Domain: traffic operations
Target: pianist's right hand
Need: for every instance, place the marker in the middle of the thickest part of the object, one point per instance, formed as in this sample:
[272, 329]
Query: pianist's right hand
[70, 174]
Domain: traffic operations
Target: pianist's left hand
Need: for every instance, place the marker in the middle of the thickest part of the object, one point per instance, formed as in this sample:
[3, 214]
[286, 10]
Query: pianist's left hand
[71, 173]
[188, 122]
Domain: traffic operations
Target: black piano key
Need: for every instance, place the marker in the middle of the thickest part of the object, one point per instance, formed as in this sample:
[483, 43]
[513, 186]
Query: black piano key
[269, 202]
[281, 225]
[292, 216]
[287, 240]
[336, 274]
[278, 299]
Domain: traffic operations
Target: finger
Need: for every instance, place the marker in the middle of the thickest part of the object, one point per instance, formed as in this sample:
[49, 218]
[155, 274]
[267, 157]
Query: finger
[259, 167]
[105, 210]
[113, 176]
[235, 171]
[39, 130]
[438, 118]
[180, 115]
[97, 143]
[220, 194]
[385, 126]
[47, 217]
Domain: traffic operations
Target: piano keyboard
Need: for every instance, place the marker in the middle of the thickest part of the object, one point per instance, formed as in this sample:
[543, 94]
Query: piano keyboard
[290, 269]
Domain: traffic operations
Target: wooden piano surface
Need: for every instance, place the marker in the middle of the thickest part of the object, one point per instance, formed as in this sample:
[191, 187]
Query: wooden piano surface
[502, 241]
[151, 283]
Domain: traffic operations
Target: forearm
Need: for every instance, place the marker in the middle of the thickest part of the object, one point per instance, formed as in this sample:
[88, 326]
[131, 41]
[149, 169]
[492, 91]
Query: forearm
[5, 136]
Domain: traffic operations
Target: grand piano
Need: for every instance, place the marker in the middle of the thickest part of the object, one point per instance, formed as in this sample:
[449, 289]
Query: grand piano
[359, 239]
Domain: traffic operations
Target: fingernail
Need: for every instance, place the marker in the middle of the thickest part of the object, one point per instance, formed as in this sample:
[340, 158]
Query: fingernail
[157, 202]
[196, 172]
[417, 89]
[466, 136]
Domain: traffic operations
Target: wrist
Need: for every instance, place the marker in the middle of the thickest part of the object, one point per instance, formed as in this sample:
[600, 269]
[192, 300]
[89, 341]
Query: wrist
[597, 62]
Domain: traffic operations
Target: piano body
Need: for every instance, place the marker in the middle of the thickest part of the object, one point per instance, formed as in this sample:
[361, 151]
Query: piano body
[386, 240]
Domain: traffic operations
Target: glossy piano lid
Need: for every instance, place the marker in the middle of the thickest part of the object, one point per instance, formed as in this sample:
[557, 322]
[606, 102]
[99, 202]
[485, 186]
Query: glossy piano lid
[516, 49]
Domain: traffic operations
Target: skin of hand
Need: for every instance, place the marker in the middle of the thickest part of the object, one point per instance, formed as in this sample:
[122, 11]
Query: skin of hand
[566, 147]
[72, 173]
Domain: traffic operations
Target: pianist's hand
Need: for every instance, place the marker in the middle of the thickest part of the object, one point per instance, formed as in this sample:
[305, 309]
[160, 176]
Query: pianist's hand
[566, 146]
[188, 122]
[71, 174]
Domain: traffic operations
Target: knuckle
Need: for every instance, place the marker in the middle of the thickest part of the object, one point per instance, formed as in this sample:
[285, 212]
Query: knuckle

──────────────────────────────

About this exercise: Starting at the top of the data above, repeat every line exactly until the line containing "Target: pianist's left hand" has been given, then stop.

Answer box:
Domain: traffic operations
Target: pianist's right hand
Need: for every instance, place the marker in the middle of the thickest part of the object, one point per instance, formed as in this sample:
[272, 329]
Query: pianist's right hand
[70, 174]
Domain: traffic operations
Target: pianist's left hand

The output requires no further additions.